• **Короткое задание 1**
Где, по тексту «Дети в лесу», стоит дом детства в Корнише?
+---+
8 Дети в лесу
8
Дети в лесу
Малютки-эльфы, что в полночный час
На берегах ручьев и на лесных
Опушках пляшут; поздний пешеход
Их видит въявь, а может быть, в бреду,
Когда над ним царит Луна…
Мильтон. Потерянный рай
Дом моего детства в Корнише стоит на вершине холма у самого леса, и его расположение привлекает немногих — многих зато отвращает от посещений. Мили большей частью непроезжих, без единого знака, грунтовых дорог, которые весной превращаются в неглубокие, полные грязи канавы; летом, пыльные и ухабистые, похожи на стиральную доску; зимой покрыты льдом и засыпаны снегом. А осень просто пленяет и путает людей; словно коровы, объевшиеся падалицы, они блуждают, теряются. Было чистым везением, подарком судьбы, или, может быть, глубоким инстинктом Холдена, истосковавшегося по дому, что отец вообще нашел Корниш.
+---+
• **Короткое задание 2**
Сколько строк записей содержат строку «bride»? Регистр учитывается, в ответе укажите только число.

• **Исходные записи**
+---+
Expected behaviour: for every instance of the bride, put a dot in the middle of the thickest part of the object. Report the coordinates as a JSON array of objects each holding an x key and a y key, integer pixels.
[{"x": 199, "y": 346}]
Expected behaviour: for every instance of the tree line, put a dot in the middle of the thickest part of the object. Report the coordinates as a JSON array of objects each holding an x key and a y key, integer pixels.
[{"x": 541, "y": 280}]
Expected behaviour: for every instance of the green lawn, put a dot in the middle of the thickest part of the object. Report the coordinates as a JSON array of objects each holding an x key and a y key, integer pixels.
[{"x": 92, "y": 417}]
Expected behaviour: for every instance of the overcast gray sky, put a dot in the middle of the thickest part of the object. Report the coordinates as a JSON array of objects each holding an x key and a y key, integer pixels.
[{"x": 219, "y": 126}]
+---+
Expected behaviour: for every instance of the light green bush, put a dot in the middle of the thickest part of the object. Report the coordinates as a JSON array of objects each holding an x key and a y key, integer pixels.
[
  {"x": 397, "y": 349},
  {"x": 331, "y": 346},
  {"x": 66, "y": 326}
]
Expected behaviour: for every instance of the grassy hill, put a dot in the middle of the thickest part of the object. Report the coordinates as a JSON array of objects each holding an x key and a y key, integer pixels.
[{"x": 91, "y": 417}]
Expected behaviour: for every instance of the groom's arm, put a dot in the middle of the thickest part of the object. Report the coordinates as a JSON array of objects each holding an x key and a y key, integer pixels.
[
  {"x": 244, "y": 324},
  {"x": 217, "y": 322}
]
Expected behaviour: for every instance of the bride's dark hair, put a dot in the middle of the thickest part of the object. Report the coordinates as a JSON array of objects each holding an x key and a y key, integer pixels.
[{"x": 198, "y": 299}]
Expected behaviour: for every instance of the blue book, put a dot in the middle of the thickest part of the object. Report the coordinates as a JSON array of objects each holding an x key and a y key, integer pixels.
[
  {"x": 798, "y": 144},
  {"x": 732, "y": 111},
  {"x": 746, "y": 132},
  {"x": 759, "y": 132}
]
+---+
• **Готовый ответ 1**
На вершине холма у самого леса.

• **Готовый ответ 2**
2